Data excerpts
------------------------------------

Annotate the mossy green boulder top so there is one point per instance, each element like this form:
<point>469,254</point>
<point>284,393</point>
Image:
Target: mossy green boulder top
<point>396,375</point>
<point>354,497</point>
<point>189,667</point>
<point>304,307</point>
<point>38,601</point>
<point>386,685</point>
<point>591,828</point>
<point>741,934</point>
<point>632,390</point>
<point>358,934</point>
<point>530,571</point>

------------------------------------

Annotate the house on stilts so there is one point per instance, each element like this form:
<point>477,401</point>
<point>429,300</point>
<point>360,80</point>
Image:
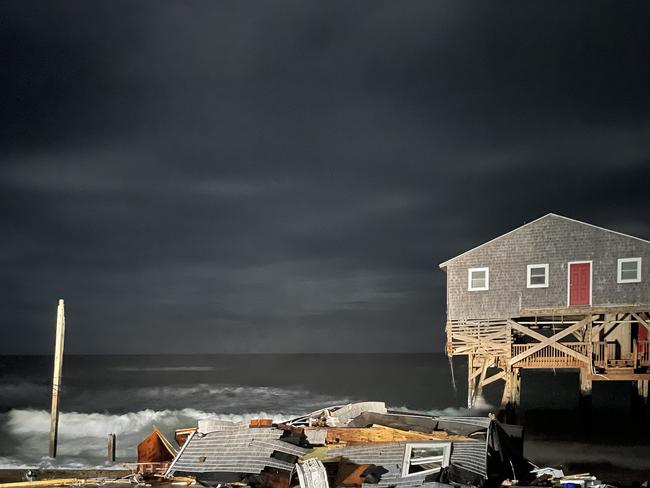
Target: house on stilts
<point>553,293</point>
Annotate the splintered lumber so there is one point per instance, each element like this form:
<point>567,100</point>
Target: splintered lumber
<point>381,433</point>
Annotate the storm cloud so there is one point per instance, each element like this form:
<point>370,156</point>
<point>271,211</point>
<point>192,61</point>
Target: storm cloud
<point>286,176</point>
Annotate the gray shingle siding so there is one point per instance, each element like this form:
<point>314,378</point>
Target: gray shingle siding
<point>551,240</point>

------------------------------------

▸ Problem requirements
Each line above from the one containing "<point>477,401</point>" through the one containing "<point>192,61</point>" is to be returned verbatim. Nothing else, and no pictures.

▸ Result of this exercise
<point>477,401</point>
<point>429,300</point>
<point>360,80</point>
Image:
Target: house on stilts
<point>553,293</point>
Annotate the splintered lumber so there is one point per instance, each element like this form:
<point>567,100</point>
Target: splintered lumber
<point>381,433</point>
Annotate the storm cloud so there is one point per instance, each element like this form:
<point>370,156</point>
<point>271,211</point>
<point>192,61</point>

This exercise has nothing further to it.